• ACTIVITIES
**a.** Reproduce the passage on education and religion starting at "1) Attendance at" and ending at "holding any high-religiosity beliefs.", renaming "religious institutions" to "houses of worship" everywhere it appears.
**b.** Go on with the passage on education and religion from the point at which it stops.
[[ TEXT PASSAGE open ]]
I actually believe you when you say it, and I've read similar things basically third-hand (people mentioning studies), but I want to see a source just so a) I can look into the claim further and b) I can be informed in case this comes up again.

...right then...

http://scholar.harvard.edu/files/glaeser/files/w8080.pdf

So first we have the somewhat confusing Sacerdote and Glaeser study from 2001. Confusing because it reaches 2 seemingly self-contradictory findings:

1) Attendance at religious institutions increases with education (In America at any rate--this does not hold true in all countries) 
2) Religious belief decreases with education

The study posits that educated persons are more likely to view religious institutions purely as a means of social networking and community engagement, and attend church or synagogue or the like purely for social membership reasons without actually holding any high-religiosity beliefs.

The  study further finds that within religions; more educated persons are more likely to be members of moderate or reformed sects that align with this idea of religion as a social network, without demanding any real adherence to strict belief or practice. 

Whereas less educated persons are more likely to belong to fundamentalist sects that require belief in the literal truth of scripture and dogma.
[[ TEXT PASSAGE closed ]]
[[ SUPPLIED DATA open ]]
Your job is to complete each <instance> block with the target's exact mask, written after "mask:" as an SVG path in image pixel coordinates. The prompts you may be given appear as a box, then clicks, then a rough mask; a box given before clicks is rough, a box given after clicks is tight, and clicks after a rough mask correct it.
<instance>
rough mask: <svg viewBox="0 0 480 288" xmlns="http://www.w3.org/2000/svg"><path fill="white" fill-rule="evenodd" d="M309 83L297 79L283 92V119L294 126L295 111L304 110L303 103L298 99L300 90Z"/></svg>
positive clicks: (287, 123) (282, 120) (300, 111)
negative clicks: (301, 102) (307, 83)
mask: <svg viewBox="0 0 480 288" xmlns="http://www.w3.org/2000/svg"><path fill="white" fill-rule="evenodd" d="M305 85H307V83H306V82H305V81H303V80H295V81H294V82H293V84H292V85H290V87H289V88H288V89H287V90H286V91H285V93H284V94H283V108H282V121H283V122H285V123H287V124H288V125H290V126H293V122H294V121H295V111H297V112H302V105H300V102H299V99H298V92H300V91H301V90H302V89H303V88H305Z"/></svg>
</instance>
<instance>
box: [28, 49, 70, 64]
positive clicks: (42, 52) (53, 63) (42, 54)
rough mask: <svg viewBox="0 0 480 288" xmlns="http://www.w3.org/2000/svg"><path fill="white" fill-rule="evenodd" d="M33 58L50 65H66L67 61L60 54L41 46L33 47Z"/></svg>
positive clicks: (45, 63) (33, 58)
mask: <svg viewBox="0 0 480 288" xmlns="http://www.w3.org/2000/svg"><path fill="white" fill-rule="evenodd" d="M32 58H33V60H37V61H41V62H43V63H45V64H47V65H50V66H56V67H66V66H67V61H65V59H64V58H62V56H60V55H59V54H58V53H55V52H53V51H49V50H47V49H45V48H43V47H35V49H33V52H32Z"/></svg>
[[ SUPPLIED DATA closed ]]
[[ SUPPLIED DATA open ]]
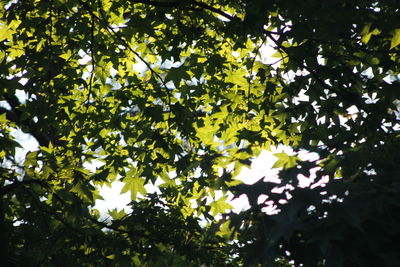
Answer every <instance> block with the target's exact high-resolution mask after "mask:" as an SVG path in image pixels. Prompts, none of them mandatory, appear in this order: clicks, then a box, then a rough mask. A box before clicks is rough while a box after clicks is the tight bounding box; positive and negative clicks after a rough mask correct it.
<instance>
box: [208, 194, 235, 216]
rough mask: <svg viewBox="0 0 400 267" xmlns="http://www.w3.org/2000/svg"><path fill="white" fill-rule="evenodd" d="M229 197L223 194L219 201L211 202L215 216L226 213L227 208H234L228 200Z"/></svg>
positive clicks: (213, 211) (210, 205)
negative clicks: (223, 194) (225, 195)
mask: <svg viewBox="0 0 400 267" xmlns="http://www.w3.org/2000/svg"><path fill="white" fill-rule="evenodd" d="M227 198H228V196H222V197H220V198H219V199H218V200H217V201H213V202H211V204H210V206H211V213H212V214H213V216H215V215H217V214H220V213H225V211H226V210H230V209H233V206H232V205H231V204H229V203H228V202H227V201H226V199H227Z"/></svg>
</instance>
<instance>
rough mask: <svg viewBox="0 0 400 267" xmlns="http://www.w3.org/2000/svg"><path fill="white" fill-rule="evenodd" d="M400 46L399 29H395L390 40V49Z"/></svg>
[[ SUPPLIED DATA closed ]]
[[ SUPPLIED DATA open ]]
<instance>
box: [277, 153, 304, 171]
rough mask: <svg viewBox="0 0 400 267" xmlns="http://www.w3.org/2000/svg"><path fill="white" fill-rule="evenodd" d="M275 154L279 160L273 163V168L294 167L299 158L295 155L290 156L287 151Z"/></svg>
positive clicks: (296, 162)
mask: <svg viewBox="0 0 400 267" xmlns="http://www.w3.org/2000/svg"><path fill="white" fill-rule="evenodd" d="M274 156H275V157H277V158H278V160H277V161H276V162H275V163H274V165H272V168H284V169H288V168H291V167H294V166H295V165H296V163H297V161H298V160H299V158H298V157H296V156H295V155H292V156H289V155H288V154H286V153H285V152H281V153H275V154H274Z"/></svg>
[[ SUPPLIED DATA closed ]]
• WRITTEN ANSWERS
**a.**
1) Attendance at houses of worship increases with education (In America at any rate--this does not hold true in all countries) 
2) Religious belief decreases with education

The study posits that educated persons are more likely to view houses of worship purely as a means of social networking and community engagement, and attend church or synagogue or the like purely for social membership reasons without actually holding any high-religiosity beliefs.

**b.**
"Less educated people are more likely to believe in miracles, heaven, devils, and that adversity is a punishment for sin (even holding denomination constant).Religious beliefs and education appear to be substitutes. As people select denominations that match their beliefs, more educated people, who have weaker beliefs, switch into denominations where beliefs are weak...Holding education constant, parents who come from high belief denominations have less educated children." (Sacerdote and Glaeser; Page 6)

AND

"Within the U.S. education raises religious attendance at individual level. This does not seem unusual to us because religious attendance is a major form of social interaction and education raises every other measurable form of social connection."

  Schwadel (2011) retested the assumptions from this earlier study and likewise found that education has a "liberalizing effect" on religious belief, particularly belief in the literal truth of religious texts and accounts of God therein, but actually INCREASES religious "participation." (i.e. the social aspect of going to Church events and mingling with congregants)  

Hungerman (2013) on the other hand--a Canadian study--finds that an additional year of education leads to a 4-percentage-point decline in the likelihood that an individual identifies with any religious tradition.


https://www3.nd.edu/~dhungerm/ed_relig.pdf


Mcfarland (2013) hints at a reverse mechanism of causation for the observed trend: higher education does not cause persons to become less religious by giving them a broader base of knowledge with which to conclude that religious belief is irrational, but rather, high-religiosity causes persons to become less educated by imparting belief that there is no value in exposing oneself to teachings outside the faith and that higher education is not worth pursuing.
 

http://people.wku.edu/steve.groce/Education and Religiosity.pdf


This is the “Network Closure” model.  (And it’s curiously similar to the point Sully McGully raised in his last post)

This model explains another seemingly-contradictory set of findings:

1) Less educated persons tend to flock to more high-religiosity sects.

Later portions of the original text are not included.